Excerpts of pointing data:
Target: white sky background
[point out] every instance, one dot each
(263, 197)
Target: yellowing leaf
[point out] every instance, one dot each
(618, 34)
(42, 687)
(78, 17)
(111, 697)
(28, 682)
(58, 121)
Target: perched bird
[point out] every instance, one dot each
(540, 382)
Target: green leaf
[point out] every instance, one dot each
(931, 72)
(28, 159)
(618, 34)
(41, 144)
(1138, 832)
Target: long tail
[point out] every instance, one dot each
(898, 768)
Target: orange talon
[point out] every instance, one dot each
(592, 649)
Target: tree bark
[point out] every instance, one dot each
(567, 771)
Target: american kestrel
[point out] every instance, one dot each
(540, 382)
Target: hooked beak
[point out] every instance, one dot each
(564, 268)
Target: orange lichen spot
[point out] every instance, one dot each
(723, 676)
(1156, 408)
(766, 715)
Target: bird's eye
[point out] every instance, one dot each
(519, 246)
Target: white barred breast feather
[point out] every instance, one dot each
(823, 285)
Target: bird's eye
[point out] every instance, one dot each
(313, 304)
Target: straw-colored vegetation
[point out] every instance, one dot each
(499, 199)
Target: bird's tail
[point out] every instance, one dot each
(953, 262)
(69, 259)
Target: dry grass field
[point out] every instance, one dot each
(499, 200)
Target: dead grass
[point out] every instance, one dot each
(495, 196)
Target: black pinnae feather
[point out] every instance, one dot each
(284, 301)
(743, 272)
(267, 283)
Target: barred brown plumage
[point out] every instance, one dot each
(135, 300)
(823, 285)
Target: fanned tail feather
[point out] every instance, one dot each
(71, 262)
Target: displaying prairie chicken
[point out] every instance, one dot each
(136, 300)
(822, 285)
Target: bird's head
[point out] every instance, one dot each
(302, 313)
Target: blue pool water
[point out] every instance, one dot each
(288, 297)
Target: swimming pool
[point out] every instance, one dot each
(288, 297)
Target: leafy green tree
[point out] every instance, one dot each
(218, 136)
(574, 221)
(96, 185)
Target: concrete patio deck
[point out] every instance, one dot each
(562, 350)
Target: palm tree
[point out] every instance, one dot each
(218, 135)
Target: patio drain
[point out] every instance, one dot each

Instruction: Write out all of the items above once more, keeping each line unchanged.

Solved exercise:
Target: white sky background
[point out] every instance, one dot each
(263, 197)
Target: yellowing leaf
[point out] every instance, one dot each
(618, 34)
(42, 687)
(78, 17)
(111, 697)
(28, 682)
(58, 121)
Target: perched bird
[point out] every instance, one dot each
(540, 382)
Target: green leaf
[point out] every instance, one dot each
(931, 72)
(28, 159)
(618, 34)
(41, 144)
(1138, 832)
Target: long tail
[point out] every instance, one dot each
(898, 768)
Target: orange talon
[point out] every instance, one dot each
(592, 649)
Target: tree bark
[point out] every instance, one dot each
(567, 771)
Target: american kestrel
[point out] every instance, one dot each
(540, 382)
Target: hooked beak
[point out] every instance, one dot each
(564, 268)
Target: orange lichen spot
[point out] every instance, one dot each
(723, 676)
(1156, 408)
(766, 715)
Target: bird's eye
[point out] every instance, one dot each
(519, 246)
Target: white barred breast feather
[point out] every instance, one dot each
(823, 285)
Target: bird's eye
[point out] every instance, one dot each
(313, 304)
Target: straw-colored vegetation
[point out] every instance, one dot each
(499, 199)
Target: bird's tail
[point out] every instance, one dot each
(953, 262)
(69, 259)
Target: dry grass field
[point out] every instance, one dot each
(499, 200)
Target: dead grass
[point out] every instance, one dot each
(495, 196)
Target: black pinnae feather
[point out] every instance, one dot each
(284, 301)
(743, 272)
(267, 283)
Target: barred brown plumage
[point out] every instance, one dot each
(135, 300)
(823, 285)
Target: fanned tail feather
[point out] every instance, one dot each
(71, 262)
Target: displaying prairie chicken
[point out] every instance, one dot each
(136, 300)
(822, 285)
Target: bird's head
[point out] every instance, one dot each
(302, 313)
Target: blue pool water
[point out] every instance, one dot each
(288, 297)
Target: swimming pool
[point out] every instance, one dot each
(288, 297)
Target: leafy green tree
[point out] every instance, one dot each
(218, 136)
(574, 221)
(96, 185)
Target: concrete patio deck
[point out] every instance, one dot each
(562, 350)
Target: palm tree
[point out] every instance, one dot each
(218, 135)
Target: patio drain
[point out] every instance, one dot each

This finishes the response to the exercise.